▶ [Exercise aim]
What's needed is an exact copy of all the data below, without pictures.

▶ [Source records]

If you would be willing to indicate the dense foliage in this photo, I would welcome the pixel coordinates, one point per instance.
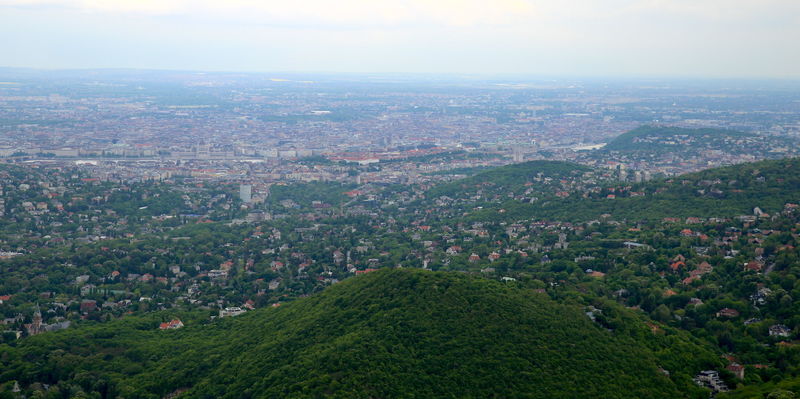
(391, 333)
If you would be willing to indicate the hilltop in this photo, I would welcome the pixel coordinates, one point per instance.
(720, 192)
(657, 139)
(390, 333)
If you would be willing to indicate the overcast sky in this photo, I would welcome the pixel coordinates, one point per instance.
(697, 38)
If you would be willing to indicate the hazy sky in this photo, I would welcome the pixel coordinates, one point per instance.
(715, 38)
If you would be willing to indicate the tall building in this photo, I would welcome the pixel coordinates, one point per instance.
(246, 193)
(36, 326)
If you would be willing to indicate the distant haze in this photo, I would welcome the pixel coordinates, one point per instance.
(697, 38)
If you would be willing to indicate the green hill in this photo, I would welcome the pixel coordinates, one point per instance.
(391, 333)
(656, 139)
(721, 192)
(535, 175)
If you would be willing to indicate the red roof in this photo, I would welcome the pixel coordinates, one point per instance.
(365, 271)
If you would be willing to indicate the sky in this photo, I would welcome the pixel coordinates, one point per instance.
(609, 38)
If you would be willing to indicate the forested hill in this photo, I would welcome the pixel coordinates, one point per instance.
(389, 333)
(669, 139)
(721, 192)
(532, 177)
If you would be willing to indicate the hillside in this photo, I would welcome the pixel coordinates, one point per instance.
(530, 178)
(390, 333)
(658, 140)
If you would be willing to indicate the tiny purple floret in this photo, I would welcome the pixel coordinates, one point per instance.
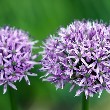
(79, 55)
(15, 57)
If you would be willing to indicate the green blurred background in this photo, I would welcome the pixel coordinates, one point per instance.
(42, 18)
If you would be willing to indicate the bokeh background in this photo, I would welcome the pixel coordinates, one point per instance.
(42, 18)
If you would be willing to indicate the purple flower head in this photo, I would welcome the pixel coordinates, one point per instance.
(15, 57)
(79, 55)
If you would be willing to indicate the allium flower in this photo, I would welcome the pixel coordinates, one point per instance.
(15, 57)
(79, 55)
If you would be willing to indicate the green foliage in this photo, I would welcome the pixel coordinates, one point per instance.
(42, 18)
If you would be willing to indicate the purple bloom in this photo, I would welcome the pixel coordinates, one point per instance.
(15, 57)
(79, 55)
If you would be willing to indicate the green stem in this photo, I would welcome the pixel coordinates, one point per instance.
(85, 102)
(12, 99)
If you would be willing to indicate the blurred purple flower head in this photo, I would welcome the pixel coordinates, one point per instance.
(15, 57)
(79, 55)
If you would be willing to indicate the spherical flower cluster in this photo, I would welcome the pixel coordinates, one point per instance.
(79, 55)
(15, 57)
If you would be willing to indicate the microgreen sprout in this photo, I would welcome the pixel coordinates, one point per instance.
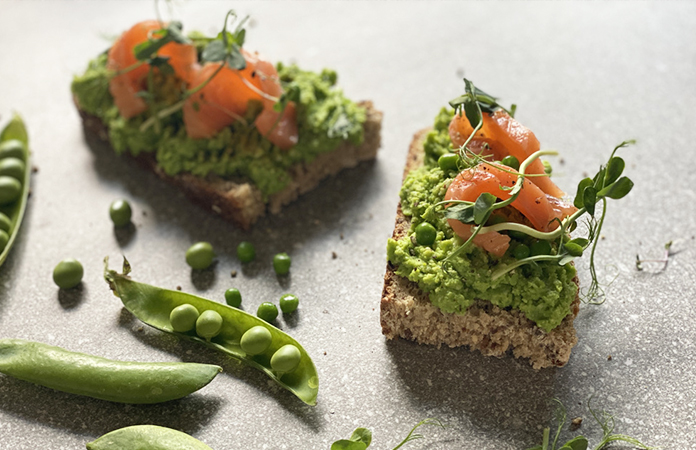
(608, 182)
(605, 421)
(362, 437)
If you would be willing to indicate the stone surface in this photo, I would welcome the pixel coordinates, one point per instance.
(585, 76)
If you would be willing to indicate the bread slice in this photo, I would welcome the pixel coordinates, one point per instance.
(240, 202)
(406, 312)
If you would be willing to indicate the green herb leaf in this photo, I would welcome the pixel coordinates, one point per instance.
(213, 52)
(589, 199)
(345, 444)
(579, 202)
(462, 213)
(577, 443)
(362, 435)
(614, 170)
(618, 190)
(573, 249)
(483, 207)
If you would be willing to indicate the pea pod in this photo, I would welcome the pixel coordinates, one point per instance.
(154, 305)
(13, 146)
(105, 379)
(146, 437)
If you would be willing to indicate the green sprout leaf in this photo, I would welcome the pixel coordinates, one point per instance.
(589, 199)
(618, 190)
(579, 199)
(483, 207)
(462, 213)
(573, 249)
(614, 170)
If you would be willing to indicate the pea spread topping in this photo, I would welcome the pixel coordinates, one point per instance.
(166, 116)
(497, 231)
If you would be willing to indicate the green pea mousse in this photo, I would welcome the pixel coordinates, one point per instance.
(543, 291)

▶ [Result for this exercise]
If you would be willing to indicate the dense foliage in this photo, I would welcome the pixel coordinates, one point per instance.
(391, 333)
If you would be willing to indicate the hilltop in this photo, I would welcome the pixel coordinates, one point per instance.
(720, 192)
(657, 139)
(390, 333)
If you would be willing to indicate the overcast sky in this photo, I would welcome the pixel coordinates, one point per instance.
(697, 38)
If you would be willing to indicate the hazy sky in this photo, I would welcome the pixel coordinates, one point per instance.
(715, 38)
If you would be willing to indicate the tall building in this photo, I would welcome the pixel coordinates, one point per instance.
(246, 193)
(36, 326)
If you would be willing to indicate the distant haze in this photo, I would welcome the pixel coordinates, one point per instance.
(697, 38)
If you would be willing to indicate the green hill in this photo, I would welcome the pixel coordinates, one point per instance.
(391, 333)
(656, 139)
(721, 192)
(535, 175)
If you would be willing to indicate the red roof in this photo, I would welcome the pixel coordinates, one point per instance.
(365, 271)
If you would be willing to indicate the sky in this photo, I would welcome the pixel coordinates, one point per instance.
(609, 38)
If you would be willing to indicate the forested hill in this photo, I would welcome the pixel coordinates, one point per instance.
(389, 333)
(669, 139)
(721, 192)
(532, 177)
If you would be willing to indicate the hillside in this photo, I would welcome the pixel coordinates, one point per instance.
(530, 178)
(390, 333)
(658, 140)
If you would be willing to indicate the tiny purple floret in this photo, I would welcome the pixel coordinates, one point per instance.
(79, 55)
(15, 57)
If you would be willing to indicate the green blurred background in this photo, I would welcome the pixel coordinates, one point per instance.
(42, 18)
If you would be willing to indicate the bokeh background in this photo, I would welcome the pixel coordinates, one point per instance.
(42, 18)
If you would be willing to indicate the purple flower head in this photo, I would welcome the pixel coordinates, one point per instance.
(15, 57)
(79, 55)
If you would be willing to indicate the allium flower in this photo, I would welcome the pixel coordinates, one point per instance.
(15, 57)
(79, 55)
If you would be willing to indicate the green foliage in this photo, I would welcome the pixel coordinates, one point per instance.
(42, 18)
If you would be willing to indicate the purple bloom in this photo, I would welcome the pixel coordinates, one point per instance.
(15, 57)
(79, 55)
If you would be willing to indicate the green stem in this photo, I would welcome the pixel coordinates, one point per instance.
(85, 102)
(12, 99)
If you would be willing to indicate the blurred purple flower head in this photo, I would welcome the pixel coordinates, one point per instance.
(15, 57)
(79, 55)
If you would be willing to indicate the spherical flower cluster in this photo, I would welcome the pixel coordinates, one point per instance.
(79, 55)
(15, 57)
If you would be willing to indicate the microgreen sprout in this photo, I would welcome the pixel coordinates, one point per instance.
(608, 182)
(605, 421)
(362, 437)
If you would be willing to indicate the stone surface in this photo, I would welcome the pixel coordinates, one point per instance.
(585, 76)
If you would be willing to indicate the bread slice in this photo, I would welcome the pixel coordinates, one point per instance.
(240, 202)
(406, 312)
If you would be willing to indicate the green herb leaf in this photo, I would welcome the pixel coordinates, one point per instance.
(213, 52)
(589, 199)
(345, 444)
(579, 202)
(462, 213)
(577, 443)
(362, 435)
(614, 170)
(618, 190)
(573, 249)
(483, 207)
If you would be willing to indicate the pea pod in this photo, I would welcome the pixel coordinates, one point per instance.
(154, 305)
(13, 146)
(105, 379)
(146, 437)
If you would be willing to indicate the green sprout leaf in this photo, I would welcome the pixel coordinates, one point per instance.
(589, 199)
(618, 190)
(579, 199)
(483, 207)
(462, 213)
(573, 249)
(614, 170)
If you would be willing to indicate the pea spread topping in this photo, I would welcome the pixel coordinates, one point per instance.
(166, 116)
(497, 231)
If you would be willing to indicate the green pea mousse in this photo, I would welcome the pixel coordinates, one point per instance.
(543, 291)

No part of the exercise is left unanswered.